◆ **Your objective**: Search the data below for "target"; list each line that holds it.

◆ **Data to use**:
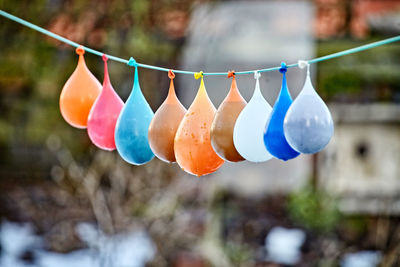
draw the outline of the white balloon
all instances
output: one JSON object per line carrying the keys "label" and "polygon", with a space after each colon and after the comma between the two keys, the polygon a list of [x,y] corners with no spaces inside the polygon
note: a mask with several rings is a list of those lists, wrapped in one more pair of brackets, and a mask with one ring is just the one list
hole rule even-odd
{"label": "white balloon", "polygon": [[233,143],[239,154],[248,161],[263,162],[272,158],[264,145],[264,129],[272,108],[260,91],[259,74],[249,103],[240,112],[233,130]]}

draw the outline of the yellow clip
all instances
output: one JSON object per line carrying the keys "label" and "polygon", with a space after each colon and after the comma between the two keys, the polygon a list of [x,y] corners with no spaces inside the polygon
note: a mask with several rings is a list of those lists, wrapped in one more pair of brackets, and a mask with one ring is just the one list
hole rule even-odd
{"label": "yellow clip", "polygon": [[194,74],[194,78],[195,78],[196,80],[199,79],[199,78],[203,78],[203,72],[202,72],[202,71],[196,72],[196,73]]}

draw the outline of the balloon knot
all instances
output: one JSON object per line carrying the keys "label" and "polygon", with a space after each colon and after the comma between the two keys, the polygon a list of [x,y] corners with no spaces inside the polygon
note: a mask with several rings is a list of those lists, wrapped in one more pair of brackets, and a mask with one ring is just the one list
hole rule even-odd
{"label": "balloon knot", "polygon": [[258,79],[258,78],[260,78],[261,77],[261,73],[258,71],[258,70],[256,70],[255,72],[254,72],[254,79]]}
{"label": "balloon knot", "polygon": [[308,63],[308,61],[305,61],[305,60],[299,60],[299,61],[297,62],[297,64],[299,65],[299,68],[300,68],[300,69],[304,69],[305,67],[310,66],[310,64]]}
{"label": "balloon knot", "polygon": [[168,78],[170,78],[171,80],[175,78],[175,73],[172,70],[168,71]]}
{"label": "balloon knot", "polygon": [[129,59],[128,65],[131,66],[131,67],[137,67],[137,66],[138,66],[136,60],[135,60],[133,57],[131,57],[131,58]]}
{"label": "balloon knot", "polygon": [[310,75],[310,63],[308,63],[308,61],[299,60],[297,62],[297,65],[299,65],[300,69],[304,69],[305,67],[307,67],[307,75]]}
{"label": "balloon knot", "polygon": [[195,78],[196,80],[199,79],[199,78],[203,78],[203,72],[202,72],[202,71],[196,72],[196,73],[194,74],[194,78]]}
{"label": "balloon knot", "polygon": [[76,50],[75,50],[75,52],[78,54],[78,55],[83,55],[83,54],[85,54],[85,49],[83,48],[83,46],[78,46],[77,48],[76,48]]}
{"label": "balloon knot", "polygon": [[286,71],[287,71],[286,63],[285,63],[285,62],[282,62],[282,63],[281,63],[281,68],[279,69],[279,72],[282,73],[282,74],[285,74]]}
{"label": "balloon knot", "polygon": [[232,78],[232,77],[235,77],[235,71],[234,70],[228,71],[228,78]]}
{"label": "balloon knot", "polygon": [[108,60],[108,57],[107,57],[107,55],[106,55],[106,54],[103,54],[102,58],[103,58],[103,61],[104,61],[104,62],[107,62],[107,60]]}

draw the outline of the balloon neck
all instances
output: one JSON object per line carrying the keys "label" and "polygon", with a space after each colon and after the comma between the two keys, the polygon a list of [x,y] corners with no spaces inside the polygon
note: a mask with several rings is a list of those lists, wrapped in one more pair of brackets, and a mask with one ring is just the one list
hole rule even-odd
{"label": "balloon neck", "polygon": [[260,90],[260,81],[257,79],[256,80],[256,88],[254,89],[253,97],[260,97],[260,96],[262,96],[261,90]]}
{"label": "balloon neck", "polygon": [[306,77],[306,82],[305,82],[305,84],[304,84],[304,89],[303,89],[303,91],[304,91],[305,93],[313,93],[313,92],[315,92],[315,89],[314,89],[314,87],[313,87],[313,85],[312,85],[311,77],[310,77],[309,74],[308,74],[307,77]]}
{"label": "balloon neck", "polygon": [[83,54],[79,54],[78,64],[86,66],[85,57],[83,56]]}
{"label": "balloon neck", "polygon": [[240,94],[239,89],[237,87],[235,76],[233,76],[233,78],[232,78],[231,89],[229,90],[228,97],[232,101],[242,101],[243,100],[243,97]]}
{"label": "balloon neck", "polygon": [[287,87],[287,82],[286,82],[286,75],[283,73],[282,77],[282,87],[281,87],[281,92],[280,96],[288,95],[290,97],[289,89]]}
{"label": "balloon neck", "polygon": [[134,98],[133,95],[137,95],[137,94],[143,95],[142,90],[140,89],[139,77],[138,77],[139,75],[138,75],[137,67],[135,67],[135,74],[134,74],[134,75],[135,75],[135,76],[134,76],[135,78],[134,78],[134,80],[133,80],[132,91],[131,91],[131,93],[129,94],[128,99],[126,100],[126,103],[128,103],[129,101],[131,101],[131,99]]}
{"label": "balloon neck", "polygon": [[171,82],[169,84],[167,103],[175,102],[176,99],[177,99],[177,97],[176,97],[176,94],[175,94],[175,86],[174,86],[174,82],[171,79]]}
{"label": "balloon neck", "polygon": [[107,61],[104,61],[104,81],[103,85],[110,83],[110,76],[108,74],[108,65]]}
{"label": "balloon neck", "polygon": [[201,77],[201,80],[200,80],[199,93],[207,93],[207,92],[206,92],[206,86],[204,85],[204,79],[203,79],[203,77]]}
{"label": "balloon neck", "polygon": [[204,79],[203,79],[203,77],[201,78],[201,81],[200,81],[200,87],[199,87],[199,91],[197,92],[197,96],[196,97],[208,97],[208,95],[207,95],[207,90],[206,90],[206,87],[205,87],[205,85],[204,85]]}
{"label": "balloon neck", "polygon": [[134,86],[133,88],[138,88],[140,90],[140,84],[139,84],[139,71],[138,71],[138,67],[135,67],[135,78],[134,78]]}

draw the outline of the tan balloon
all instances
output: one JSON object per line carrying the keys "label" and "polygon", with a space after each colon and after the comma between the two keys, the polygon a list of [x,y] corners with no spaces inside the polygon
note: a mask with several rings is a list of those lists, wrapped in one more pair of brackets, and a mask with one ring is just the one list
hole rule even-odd
{"label": "tan balloon", "polygon": [[186,109],[175,94],[173,78],[171,79],[168,96],[156,111],[149,127],[149,144],[153,153],[161,160],[175,162],[174,138],[180,122],[185,116]]}
{"label": "tan balloon", "polygon": [[237,152],[233,144],[233,129],[237,117],[247,103],[237,88],[235,75],[230,75],[230,77],[232,77],[231,89],[219,106],[211,125],[211,145],[218,156],[224,160],[238,162],[245,159]]}

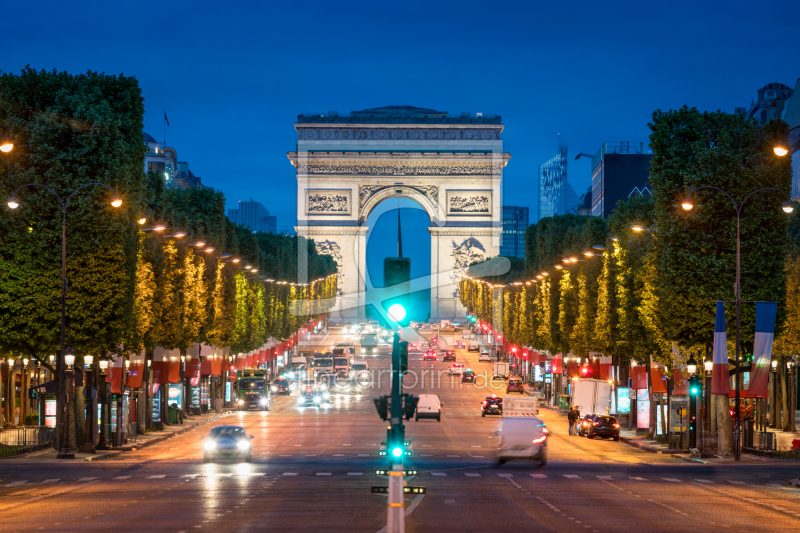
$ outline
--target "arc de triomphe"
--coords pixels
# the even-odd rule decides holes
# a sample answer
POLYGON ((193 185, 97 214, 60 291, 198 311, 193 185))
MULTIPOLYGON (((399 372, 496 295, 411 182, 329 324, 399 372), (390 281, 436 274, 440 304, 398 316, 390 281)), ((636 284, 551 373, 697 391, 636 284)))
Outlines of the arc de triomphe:
POLYGON ((511 157, 500 117, 389 106, 300 115, 295 130, 297 150, 287 155, 297 173, 296 230, 339 264, 332 315, 364 317, 367 217, 383 200, 403 197, 431 221, 431 320, 463 317, 460 272, 500 250, 511 157))

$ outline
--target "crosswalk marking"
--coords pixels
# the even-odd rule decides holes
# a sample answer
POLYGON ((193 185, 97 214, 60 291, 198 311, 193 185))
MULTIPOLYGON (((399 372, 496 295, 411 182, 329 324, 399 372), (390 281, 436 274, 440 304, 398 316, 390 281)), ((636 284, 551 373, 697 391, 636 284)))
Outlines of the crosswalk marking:
POLYGON ((164 474, 156 474, 155 476, 148 476, 147 479, 161 479, 167 477, 164 474))
POLYGON ((53 479, 45 479, 44 481, 42 481, 42 483, 55 483, 56 481, 61 481, 61 478, 56 477, 53 479))
POLYGON ((534 479, 547 479, 547 476, 544 474, 531 474, 531 477, 534 479))
POLYGON ((681 482, 680 479, 675 479, 674 477, 662 477, 661 479, 663 479, 664 481, 670 481, 672 483, 680 483, 681 482))
POLYGON ((82 477, 78 481, 91 481, 93 479, 97 479, 96 477, 82 477))
POLYGON ((732 481, 732 480, 729 480, 728 483, 731 483, 732 485, 744 485, 744 481, 732 481))
POLYGON ((576 476, 575 474, 564 474, 564 477, 567 479, 580 479, 580 476, 576 476))
POLYGON ((697 481, 698 483, 706 483, 708 485, 713 485, 714 484, 713 481, 709 481, 708 479, 695 479, 695 481, 697 481))
POLYGON ((331 473, 330 472, 317 472, 317 475, 318 476, 330 476, 331 473))
POLYGON ((447 477, 447 474, 445 474, 444 472, 431 472, 431 475, 432 476, 447 477))
POLYGON ((514 474, 497 474, 500 477, 514 477, 514 474))
POLYGON ((465 472, 464 475, 467 477, 481 477, 480 474, 476 474, 474 472, 465 472))
POLYGON ((597 479, 611 479, 611 476, 597 476, 597 479))
POLYGON ((296 476, 297 472, 284 472, 283 475, 284 476, 296 476))
MULTIPOLYGON (((197 474, 195 474, 197 475, 197 474)), ((130 479, 131 476, 117 476, 114 479, 130 479)), ((189 477, 189 476, 181 476, 181 477, 189 477)))
POLYGON ((24 481, 13 481, 13 482, 9 483, 8 486, 9 487, 18 487, 19 485, 24 485, 27 482, 28 482, 27 479, 24 480, 24 481))
POLYGON ((628 479, 632 479, 632 480, 634 480, 634 481, 647 481, 647 480, 646 480, 645 478, 643 478, 643 477, 631 477, 631 478, 628 478, 628 479))
POLYGON ((460 455, 448 455, 447 457, 461 457, 460 455))
POLYGON ((348 472, 348 476, 363 476, 364 472, 348 472))
POLYGON ((343 453, 335 453, 333 454, 334 457, 344 457, 343 453))
MULTIPOLYGON (((199 476, 199 475, 200 475, 200 474, 186 474, 185 476, 181 476, 181 477, 197 477, 197 476, 199 476)), ((118 477, 118 478, 116 478, 116 479, 127 479, 127 478, 129 478, 129 477, 131 477, 131 476, 120 476, 120 477, 118 477)))

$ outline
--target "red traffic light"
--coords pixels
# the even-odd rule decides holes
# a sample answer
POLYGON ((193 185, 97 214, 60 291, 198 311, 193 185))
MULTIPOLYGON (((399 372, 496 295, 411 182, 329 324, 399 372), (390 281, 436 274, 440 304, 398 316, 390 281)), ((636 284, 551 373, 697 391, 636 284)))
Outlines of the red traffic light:
POLYGON ((228 370, 230 370, 231 372, 235 372, 235 371, 236 371, 236 365, 231 365, 231 366, 228 368, 228 370))

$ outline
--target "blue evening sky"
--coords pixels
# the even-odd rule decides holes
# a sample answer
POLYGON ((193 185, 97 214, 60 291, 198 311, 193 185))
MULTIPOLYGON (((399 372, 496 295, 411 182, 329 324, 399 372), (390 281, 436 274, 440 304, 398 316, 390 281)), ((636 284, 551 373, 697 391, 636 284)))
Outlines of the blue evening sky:
MULTIPOLYGON (((286 152, 298 113, 499 114, 512 154, 504 203, 535 222, 537 166, 559 134, 581 194, 590 162, 574 155, 646 142, 655 109, 732 112, 800 76, 796 1, 28 0, 2 18, 0 69, 135 75, 146 131, 162 139, 166 108, 179 159, 229 206, 260 200, 281 226, 296 221, 286 152)), ((412 261, 430 253, 422 218, 409 217, 412 261)))

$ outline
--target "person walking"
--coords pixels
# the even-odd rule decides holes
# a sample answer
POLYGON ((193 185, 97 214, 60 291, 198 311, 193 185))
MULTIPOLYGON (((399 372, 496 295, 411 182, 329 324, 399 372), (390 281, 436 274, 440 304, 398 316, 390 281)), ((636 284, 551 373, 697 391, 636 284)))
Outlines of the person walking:
POLYGON ((569 408, 567 420, 569 421, 569 435, 572 436, 575 434, 575 406, 569 408))

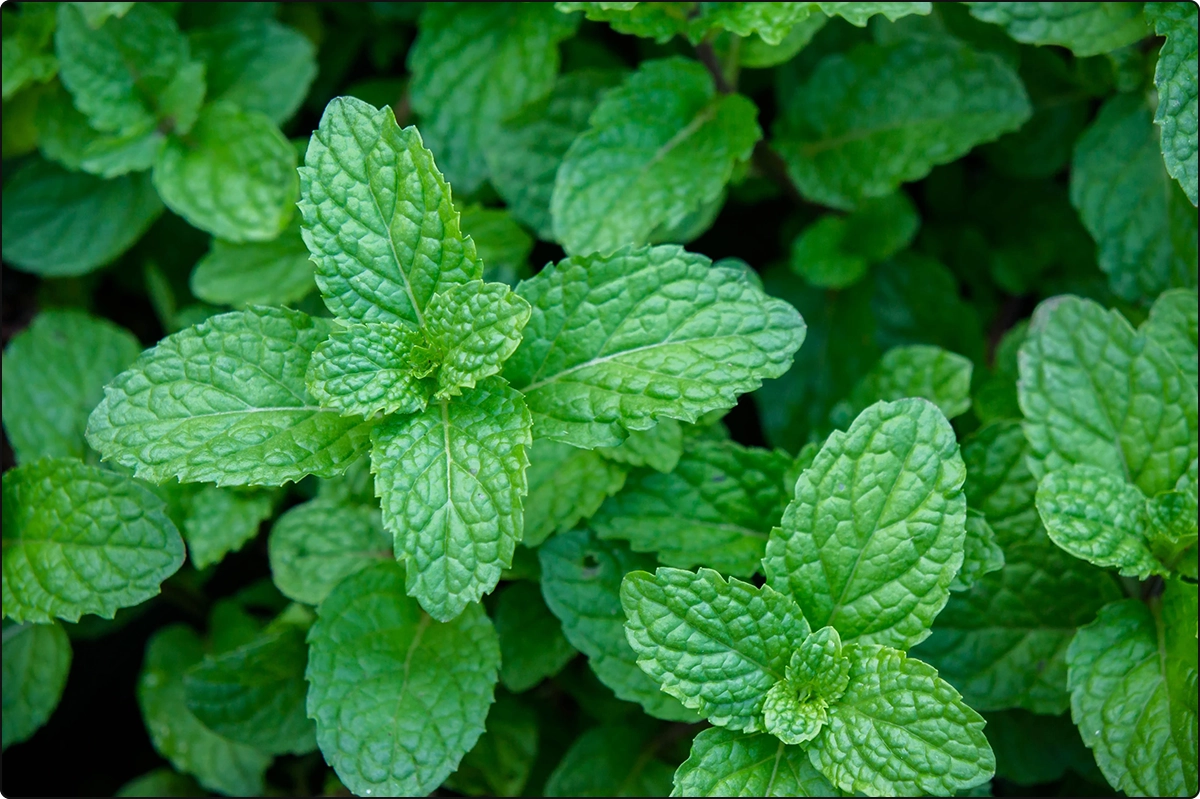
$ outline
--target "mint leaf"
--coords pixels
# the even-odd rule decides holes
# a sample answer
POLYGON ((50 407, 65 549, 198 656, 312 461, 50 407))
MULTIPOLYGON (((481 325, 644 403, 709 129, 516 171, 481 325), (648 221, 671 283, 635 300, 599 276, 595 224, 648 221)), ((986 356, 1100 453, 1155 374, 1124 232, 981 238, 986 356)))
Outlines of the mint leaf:
POLYGON ((872 405, 801 474, 767 542, 767 584, 847 642, 913 646, 962 565, 965 475, 931 403, 872 405))
POLYGON ((582 11, 593 22, 607 22, 618 33, 643 36, 660 44, 687 30, 695 3, 555 3, 563 13, 582 11))
POLYGON ((763 728, 767 690, 810 632, 791 597, 712 569, 631 572, 621 605, 642 670, 712 723, 746 732, 763 728))
POLYGON ((166 141, 165 134, 151 126, 127 133, 95 130, 57 83, 38 97, 35 124, 42 155, 72 171, 82 169, 103 178, 150 169, 166 141))
POLYGON ((1042 303, 1020 368, 1037 477, 1087 464, 1152 497, 1173 489, 1196 457, 1195 387, 1119 312, 1077 297, 1042 303))
POLYGON ((660 691, 638 667, 625 635, 621 579, 634 569, 654 568, 654 558, 631 552, 621 542, 601 541, 586 529, 550 539, 538 548, 538 558, 546 605, 562 621, 571 645, 587 655, 600 681, 651 716, 697 721, 694 710, 660 691))
POLYGON ((823 216, 805 228, 792 242, 792 271, 814 286, 845 288, 912 243, 919 226, 902 191, 865 201, 848 216, 823 216))
POLYGON ((1162 128, 1162 152, 1167 171, 1196 204, 1196 18, 1190 8, 1175 3, 1147 3, 1146 19, 1154 32, 1166 36, 1154 68, 1158 110, 1154 122, 1162 128))
MULTIPOLYGON (((727 30, 738 36, 755 34, 767 44, 779 44, 792 26, 813 13, 813 3, 722 3, 701 7, 699 19, 690 31, 697 41, 707 31, 727 30), (707 29, 707 30, 705 30, 707 29)), ((830 3, 829 5, 841 5, 830 3)))
POLYGON ((580 447, 619 444, 657 417, 730 408, 786 371, 804 340, 787 303, 679 247, 567 258, 517 293, 533 315, 505 377, 539 436, 580 447))
POLYGON ((117 789, 113 796, 205 796, 204 789, 169 766, 147 771, 117 789))
POLYGON ((683 454, 683 427, 674 419, 662 419, 654 427, 634 430, 615 447, 597 447, 596 451, 617 463, 670 472, 683 454))
POLYGON ((933 10, 932 3, 817 3, 817 6, 826 14, 842 17, 851 25, 860 28, 876 14, 882 14, 889 22, 895 22, 910 14, 925 15, 933 10))
POLYGON ((500 371, 521 343, 529 303, 503 283, 472 280, 434 295, 425 312, 425 333, 440 354, 439 399, 500 371))
POLYGON ((88 443, 158 482, 332 477, 364 452, 370 424, 318 407, 305 388, 330 328, 298 311, 252 308, 167 336, 105 388, 88 443))
POLYGON ((4 261, 42 277, 112 263, 162 213, 148 175, 101 180, 40 159, 4 183, 4 261))
POLYGON ((245 546, 275 509, 275 497, 266 491, 189 483, 168 485, 165 493, 197 569, 220 563, 245 546))
POLYGON ((273 19, 244 19, 190 31, 204 62, 210 101, 227 100, 275 124, 292 117, 317 75, 316 48, 273 19))
POLYGON ((146 645, 137 699, 155 750, 210 791, 249 796, 263 790, 271 756, 205 727, 188 710, 184 674, 204 658, 204 646, 182 624, 164 627, 146 645))
POLYGON ((164 203, 227 241, 271 241, 296 201, 296 150, 266 116, 206 105, 191 135, 171 138, 154 165, 164 203))
POLYGON ((666 796, 671 766, 648 731, 610 724, 580 735, 546 780, 546 796, 666 796))
POLYGON ((483 735, 445 787, 466 796, 520 796, 538 754, 538 737, 533 709, 497 691, 483 735))
POLYGON ((504 589, 492 615, 500 636, 500 682, 513 693, 558 674, 576 654, 536 583, 522 580, 504 589))
POLYGON ((950 583, 951 591, 966 591, 983 575, 1004 568, 1004 550, 996 543, 996 533, 987 518, 974 508, 967 508, 965 527, 963 565, 950 583))
POLYGON ((596 512, 625 484, 625 470, 594 450, 539 438, 529 450, 526 546, 536 547, 596 512))
POLYGON ((463 209, 460 222, 475 241, 484 263, 484 280, 516 286, 533 274, 529 269, 533 237, 517 224, 512 211, 472 205, 463 209))
POLYGON ((1029 332, 1028 322, 1019 322, 1009 329, 996 345, 990 374, 980 380, 971 396, 975 415, 985 424, 1001 419, 1020 419, 1017 403, 1017 352, 1029 332))
POLYGON ((850 661, 837 630, 822 627, 792 653, 787 677, 771 686, 763 703, 767 732, 785 744, 803 744, 821 732, 828 709, 846 692, 850 661))
POLYGON ((189 286, 197 298, 214 305, 289 305, 303 299, 314 288, 313 265, 299 220, 270 241, 213 239, 189 286))
POLYGON ((1158 295, 1150 318, 1141 332, 1154 339, 1183 370, 1188 382, 1196 382, 1196 292, 1172 289, 1158 295))
POLYGON ((672 796, 839 796, 808 752, 769 733, 701 730, 672 796))
POLYGON ((673 472, 630 474, 591 526, 601 538, 623 538, 671 566, 706 564, 749 577, 787 504, 783 475, 789 465, 779 450, 696 442, 673 472))
POLYGON ((90 28, 99 28, 109 19, 118 19, 129 13, 133 3, 71 3, 83 14, 90 28))
POLYGON ((401 130, 391 108, 331 101, 300 184, 304 241, 335 315, 420 326, 435 292, 482 277, 450 187, 421 135, 401 130))
POLYGON ((885 646, 850 644, 849 682, 813 765, 843 791, 951 795, 991 778, 983 718, 937 671, 885 646), (906 697, 889 701, 887 697, 906 697))
POLYGON ((1060 779, 1070 769, 1103 779, 1069 715, 1006 710, 985 713, 983 717, 987 720, 988 743, 996 753, 997 777, 1017 785, 1038 785, 1060 779))
POLYGON ((498 377, 371 433, 383 524, 408 562, 405 589, 449 621, 491 591, 521 539, 529 411, 498 377))
POLYGON ((61 625, 5 620, 5 749, 9 744, 29 740, 49 720, 62 698, 70 670, 71 642, 61 625))
POLYGON ((183 565, 161 499, 125 475, 69 458, 4 473, 4 615, 111 619, 156 596, 183 565))
POLYGON ((1160 607, 1114 602, 1071 643, 1071 717, 1120 790, 1196 790, 1195 614, 1196 587, 1170 581, 1160 607))
POLYGON ((414 350, 427 351, 426 341, 421 331, 392 322, 335 325, 313 351, 308 390, 346 416, 418 413, 429 389, 414 350))
POLYGON ((392 558, 379 509, 316 499, 280 516, 268 539, 271 579, 289 599, 318 605, 346 577, 392 558))
POLYGON ((1163 168, 1158 131, 1137 95, 1107 101, 1079 137, 1071 204, 1117 296, 1196 285, 1196 209, 1163 168))
POLYGON ((920 397, 937 406, 947 419, 971 407, 971 362, 928 344, 893 347, 854 386, 849 398, 834 406, 830 421, 844 427, 869 405, 920 397))
POLYGON ((87 417, 133 363, 133 334, 80 311, 48 310, 4 350, 4 432, 21 463, 87 453, 87 417))
POLYGON ((1150 33, 1135 4, 968 3, 971 15, 1001 25, 1025 44, 1058 44, 1077 56, 1099 55, 1150 33))
POLYGON ((5 101, 21 89, 44 83, 58 73, 50 52, 54 36, 54 6, 30 5, 4 15, 3 95, 5 101))
POLYGON ((1020 78, 995 55, 949 38, 864 44, 822 60, 787 98, 774 146, 802 194, 849 210, 1016 130, 1030 113, 1020 78), (899 96, 912 101, 897 105, 899 96))
POLYGON ((483 732, 500 666, 479 605, 438 623, 403 584, 404 567, 393 562, 347 577, 308 635, 317 743, 359 795, 421 795, 440 785, 483 732))
POLYGON ((762 137, 754 104, 718 95, 703 66, 648 61, 605 93, 571 144, 550 202, 570 253, 650 241, 714 202, 762 137))

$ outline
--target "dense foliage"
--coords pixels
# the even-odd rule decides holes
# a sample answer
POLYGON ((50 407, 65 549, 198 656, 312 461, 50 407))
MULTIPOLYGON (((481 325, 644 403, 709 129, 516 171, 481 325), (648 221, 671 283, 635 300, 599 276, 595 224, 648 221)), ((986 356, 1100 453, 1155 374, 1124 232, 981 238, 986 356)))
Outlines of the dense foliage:
POLYGON ((9 3, 4 790, 1197 793, 1197 7, 9 3))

◆ **Answer to this task**:
--target "arc de triomphe"
--target "crosswalk marking"
--target "red traffic light"
--target "blue evening sky"
--target "person walking"
--target "mint leaf"
--target "dense foliage"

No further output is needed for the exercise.